Return the whole listing exactly as it stands.

== Records shown ==
┌────────
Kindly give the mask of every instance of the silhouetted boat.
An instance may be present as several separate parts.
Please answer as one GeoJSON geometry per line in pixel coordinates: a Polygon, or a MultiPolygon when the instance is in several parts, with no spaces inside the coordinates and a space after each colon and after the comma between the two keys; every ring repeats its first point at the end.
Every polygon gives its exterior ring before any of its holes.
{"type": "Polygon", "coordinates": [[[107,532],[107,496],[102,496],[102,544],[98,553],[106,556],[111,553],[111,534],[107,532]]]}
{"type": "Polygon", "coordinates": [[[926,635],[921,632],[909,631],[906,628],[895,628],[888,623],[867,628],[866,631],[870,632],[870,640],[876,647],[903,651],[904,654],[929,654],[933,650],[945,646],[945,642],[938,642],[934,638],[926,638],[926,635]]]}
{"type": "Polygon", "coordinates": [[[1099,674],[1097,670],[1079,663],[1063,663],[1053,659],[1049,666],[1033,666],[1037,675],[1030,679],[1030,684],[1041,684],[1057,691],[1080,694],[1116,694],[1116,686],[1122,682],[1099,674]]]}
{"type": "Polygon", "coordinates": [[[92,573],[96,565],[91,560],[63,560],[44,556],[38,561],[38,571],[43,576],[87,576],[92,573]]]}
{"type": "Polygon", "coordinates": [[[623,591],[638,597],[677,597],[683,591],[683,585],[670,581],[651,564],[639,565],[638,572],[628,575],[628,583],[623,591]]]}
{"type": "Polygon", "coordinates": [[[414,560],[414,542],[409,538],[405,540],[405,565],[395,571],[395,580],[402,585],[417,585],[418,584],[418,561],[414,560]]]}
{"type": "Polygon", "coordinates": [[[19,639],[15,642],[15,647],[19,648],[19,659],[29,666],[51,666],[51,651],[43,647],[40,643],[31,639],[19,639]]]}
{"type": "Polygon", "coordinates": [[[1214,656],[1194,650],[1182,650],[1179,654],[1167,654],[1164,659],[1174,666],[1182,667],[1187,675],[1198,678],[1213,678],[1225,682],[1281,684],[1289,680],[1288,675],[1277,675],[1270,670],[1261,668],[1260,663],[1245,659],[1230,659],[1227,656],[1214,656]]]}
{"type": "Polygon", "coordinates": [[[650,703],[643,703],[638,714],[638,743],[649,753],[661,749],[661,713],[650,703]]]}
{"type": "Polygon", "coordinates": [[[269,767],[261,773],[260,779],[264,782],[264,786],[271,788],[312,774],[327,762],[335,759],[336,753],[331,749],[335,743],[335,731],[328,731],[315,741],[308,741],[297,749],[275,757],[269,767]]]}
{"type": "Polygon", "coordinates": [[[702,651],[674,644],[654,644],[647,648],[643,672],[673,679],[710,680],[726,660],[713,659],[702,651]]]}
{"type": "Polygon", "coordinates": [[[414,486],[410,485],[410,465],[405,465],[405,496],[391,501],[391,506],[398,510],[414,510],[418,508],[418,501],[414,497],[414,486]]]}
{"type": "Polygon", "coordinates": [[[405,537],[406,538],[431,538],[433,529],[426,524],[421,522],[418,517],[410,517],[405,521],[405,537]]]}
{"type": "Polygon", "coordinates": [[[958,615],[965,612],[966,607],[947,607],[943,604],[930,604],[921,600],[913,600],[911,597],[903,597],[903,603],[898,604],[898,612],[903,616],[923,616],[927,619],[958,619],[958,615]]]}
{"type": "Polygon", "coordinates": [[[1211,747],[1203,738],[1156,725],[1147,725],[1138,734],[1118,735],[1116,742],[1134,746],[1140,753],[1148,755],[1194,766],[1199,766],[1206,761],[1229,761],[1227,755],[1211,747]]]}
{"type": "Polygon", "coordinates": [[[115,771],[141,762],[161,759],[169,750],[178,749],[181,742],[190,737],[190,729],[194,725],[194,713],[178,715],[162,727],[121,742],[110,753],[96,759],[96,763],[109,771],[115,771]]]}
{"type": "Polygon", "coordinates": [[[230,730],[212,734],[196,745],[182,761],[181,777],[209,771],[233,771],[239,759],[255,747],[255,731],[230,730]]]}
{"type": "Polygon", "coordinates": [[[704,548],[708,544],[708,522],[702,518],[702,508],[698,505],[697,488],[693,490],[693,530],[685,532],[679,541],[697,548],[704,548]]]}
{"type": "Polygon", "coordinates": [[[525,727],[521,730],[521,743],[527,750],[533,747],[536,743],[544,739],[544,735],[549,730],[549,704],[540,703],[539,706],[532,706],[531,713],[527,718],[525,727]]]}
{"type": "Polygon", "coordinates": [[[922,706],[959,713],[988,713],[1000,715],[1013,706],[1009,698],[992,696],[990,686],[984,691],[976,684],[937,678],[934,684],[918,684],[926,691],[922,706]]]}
└────────
== Solution to the exercise ==
Kindly give the mask of every instance of the silhouetted boat.
An instance may be present as several separate parts.
Please answer as one GeoJSON geometry per line in pixel coordinates: a Polygon, or a MultiPolygon when the instance is in several parts, with no spaces inside the coordinates and a space after each colon and after the comma between the two keys; every ring repeats its first point at the end.
Every polygon gives its exterior ring before any of its holes.
{"type": "Polygon", "coordinates": [[[107,532],[107,496],[102,496],[102,544],[98,553],[106,556],[111,553],[111,534],[107,532]]]}
{"type": "Polygon", "coordinates": [[[926,635],[921,632],[909,631],[906,628],[895,628],[888,623],[867,628],[866,631],[870,632],[870,640],[876,647],[903,651],[904,654],[929,654],[933,650],[945,646],[945,642],[938,642],[934,638],[926,638],[926,635]]]}
{"type": "Polygon", "coordinates": [[[1099,674],[1097,670],[1079,663],[1063,663],[1053,659],[1049,666],[1033,666],[1037,675],[1030,679],[1030,684],[1041,684],[1057,691],[1080,694],[1116,694],[1116,686],[1122,682],[1099,674]]]}
{"type": "Polygon", "coordinates": [[[92,573],[96,565],[91,560],[63,560],[44,556],[38,561],[38,571],[43,576],[87,576],[92,573]]]}
{"type": "Polygon", "coordinates": [[[623,591],[638,597],[677,597],[683,591],[683,585],[670,581],[651,564],[639,565],[638,572],[628,575],[628,583],[623,591]]]}
{"type": "Polygon", "coordinates": [[[414,560],[414,542],[409,538],[405,540],[405,565],[395,571],[395,580],[402,585],[417,585],[418,584],[418,561],[414,560]]]}
{"type": "Polygon", "coordinates": [[[19,639],[15,642],[15,647],[19,648],[19,659],[29,666],[51,666],[51,651],[43,647],[40,643],[31,639],[19,639]]]}
{"type": "Polygon", "coordinates": [[[1214,656],[1194,650],[1182,650],[1179,654],[1167,654],[1164,659],[1174,666],[1182,667],[1187,675],[1198,678],[1213,678],[1225,682],[1281,684],[1289,680],[1288,675],[1277,675],[1270,670],[1261,668],[1260,663],[1245,659],[1230,659],[1227,656],[1214,656]]]}
{"type": "Polygon", "coordinates": [[[650,703],[643,703],[638,714],[638,743],[649,753],[661,749],[661,713],[650,703]]]}
{"type": "Polygon", "coordinates": [[[269,767],[261,773],[260,779],[264,782],[264,786],[271,788],[312,774],[327,762],[335,759],[336,753],[331,749],[335,743],[335,731],[328,731],[315,741],[308,741],[297,749],[275,757],[269,767]]]}
{"type": "Polygon", "coordinates": [[[702,651],[674,644],[654,644],[647,648],[643,672],[673,679],[710,680],[726,660],[713,659],[702,651]]]}
{"type": "Polygon", "coordinates": [[[414,486],[410,485],[410,465],[405,465],[405,496],[391,501],[391,506],[398,510],[414,510],[418,508],[418,501],[414,497],[414,486]]]}
{"type": "Polygon", "coordinates": [[[405,537],[406,538],[431,538],[433,529],[426,524],[421,522],[418,517],[410,517],[405,521],[405,537]]]}
{"type": "Polygon", "coordinates": [[[958,615],[965,612],[966,607],[947,607],[943,604],[930,604],[921,600],[913,600],[911,597],[903,597],[903,603],[898,604],[898,612],[903,616],[923,616],[927,619],[958,619],[958,615]]]}
{"type": "Polygon", "coordinates": [[[1211,747],[1203,738],[1156,725],[1147,725],[1138,734],[1118,735],[1116,742],[1134,746],[1140,753],[1148,755],[1194,766],[1199,766],[1206,761],[1229,761],[1227,755],[1211,747]]]}
{"type": "Polygon", "coordinates": [[[115,771],[141,762],[161,759],[169,750],[178,749],[181,742],[190,737],[190,729],[194,725],[194,713],[178,715],[162,727],[121,742],[110,753],[96,759],[96,763],[109,771],[115,771]]]}
{"type": "Polygon", "coordinates": [[[230,730],[212,734],[196,745],[182,761],[181,777],[209,771],[233,771],[239,759],[255,747],[255,731],[230,730]]]}
{"type": "Polygon", "coordinates": [[[704,548],[708,544],[708,522],[702,518],[702,508],[698,505],[697,488],[693,490],[693,530],[685,532],[679,541],[697,548],[704,548]]]}
{"type": "Polygon", "coordinates": [[[525,727],[521,730],[521,743],[527,750],[533,747],[536,743],[544,739],[544,735],[549,730],[549,704],[540,703],[539,706],[532,706],[531,713],[527,718],[525,727]]]}
{"type": "Polygon", "coordinates": [[[922,706],[959,713],[988,713],[1000,715],[1013,706],[1009,698],[992,696],[990,686],[984,691],[976,684],[937,678],[934,684],[918,684],[926,691],[922,706]]]}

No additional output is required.